## What this task involves
Recast every entry below as a JSON list of strings, one string per line, with blank lines skipped and the pictures left out.

======== Provided information

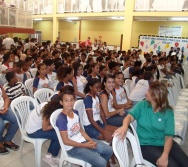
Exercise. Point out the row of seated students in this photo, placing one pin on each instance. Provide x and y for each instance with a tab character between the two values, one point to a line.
112	98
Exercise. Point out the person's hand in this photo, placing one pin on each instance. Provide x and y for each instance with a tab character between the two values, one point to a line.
128	106
121	132
162	161
4	111
121	112
90	145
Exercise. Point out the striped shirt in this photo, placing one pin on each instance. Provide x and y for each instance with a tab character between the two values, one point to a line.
15	91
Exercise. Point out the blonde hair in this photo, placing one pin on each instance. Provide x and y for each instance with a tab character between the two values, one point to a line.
159	95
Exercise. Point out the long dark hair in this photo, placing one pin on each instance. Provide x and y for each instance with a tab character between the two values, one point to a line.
63	71
104	81
91	82
38	68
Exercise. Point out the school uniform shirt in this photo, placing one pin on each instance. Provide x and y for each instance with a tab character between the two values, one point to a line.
61	84
152	127
15	91
52	80
71	126
139	91
34	121
41	83
80	83
160	67
1	99
121	96
126	73
93	104
21	77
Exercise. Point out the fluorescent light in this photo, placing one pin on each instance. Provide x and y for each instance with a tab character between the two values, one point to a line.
180	19
117	18
72	18
38	19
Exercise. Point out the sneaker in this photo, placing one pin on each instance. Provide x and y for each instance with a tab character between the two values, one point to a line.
56	160
49	160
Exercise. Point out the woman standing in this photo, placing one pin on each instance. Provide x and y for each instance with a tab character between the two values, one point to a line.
155	128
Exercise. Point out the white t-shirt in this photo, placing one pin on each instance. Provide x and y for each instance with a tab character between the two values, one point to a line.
8	42
93	104
110	103
72	126
126	73
81	83
52	79
139	91
120	96
34	121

================

## Answer to the problem
[
  "Exercise. Point out the row of seated students in this photo, placing one pin on each instance. Provide x and y for each instance with a tab character between the two values, one point to a line.",
  "112\t98",
  "Exercise. Point out the person's hand in this photo, placing one pin on each instance. Provide x and y for each instance with a tab character between the two values, one point to a line.",
  "128\t106",
  "121\t132",
  "162\t161",
  "4\t111",
  "121\t112",
  "90\t145",
  "Exercise. Point out the striped shirt in this photo, placing one pin on each instance. Provide x and y for each instance with a tab character between the two values, one point to a line.",
  "15\t91",
  "Exercise. Point out the blonde hair in this photo, placing one pin on each instance. Provide x and y for each instance with a tab character between the two values, one point to a line.",
  "159\t95",
  "Exercise. Point out the long dark hair in this photo, placing one pin on each instance. Provide x and y for each instance with a tab character between the two values, one point to a line.",
  "63\t71",
  "104\t81",
  "91\t82",
  "38\t68",
  "Exercise. Point out the school uniform shirt in this photo, placing one pin on each instance. Provide x and y for each instance with a tab character between the two values, one point to a line.",
  "61\t84",
  "152\t127",
  "15\t91",
  "52\t80",
  "71\t126",
  "139\t91",
  "34\t121",
  "41\t83",
  "80\t83",
  "160\t67",
  "1\t99",
  "121\t96",
  "126\t73",
  "93\t104",
  "21\t77",
  "Exercise. Point out the fluorescent light in this photo, placing one pin on each instance. Provide x and y for each instance with a tab character between the two values, one point to a line.",
  "180\t19",
  "117\t18",
  "72\t18",
  "38\t19",
  "Exercise. Point out the sneaker in this photo, placing one pin on each instance. Provide x and y for each instance with a tab character between the two values, one point to a line.",
  "56\t160",
  "49\t160",
  "Exercise. Point out the woman standing in this photo, placing one pin on each instance. Provide x and y for each instance with a tab character between the two values, one point to a line.",
  "155\t128",
  "Exercise. Point out the white t-shirt in this photo, placing one pin on each instance. Provide x and y for each instance with a tab character between the two values, one point to a line.",
  "8\t42",
  "93\t104",
  "110\t103",
  "72\t126",
  "126\t73",
  "81\t83",
  "52\t79",
  "139\t91",
  "120\t96",
  "34\t121"
]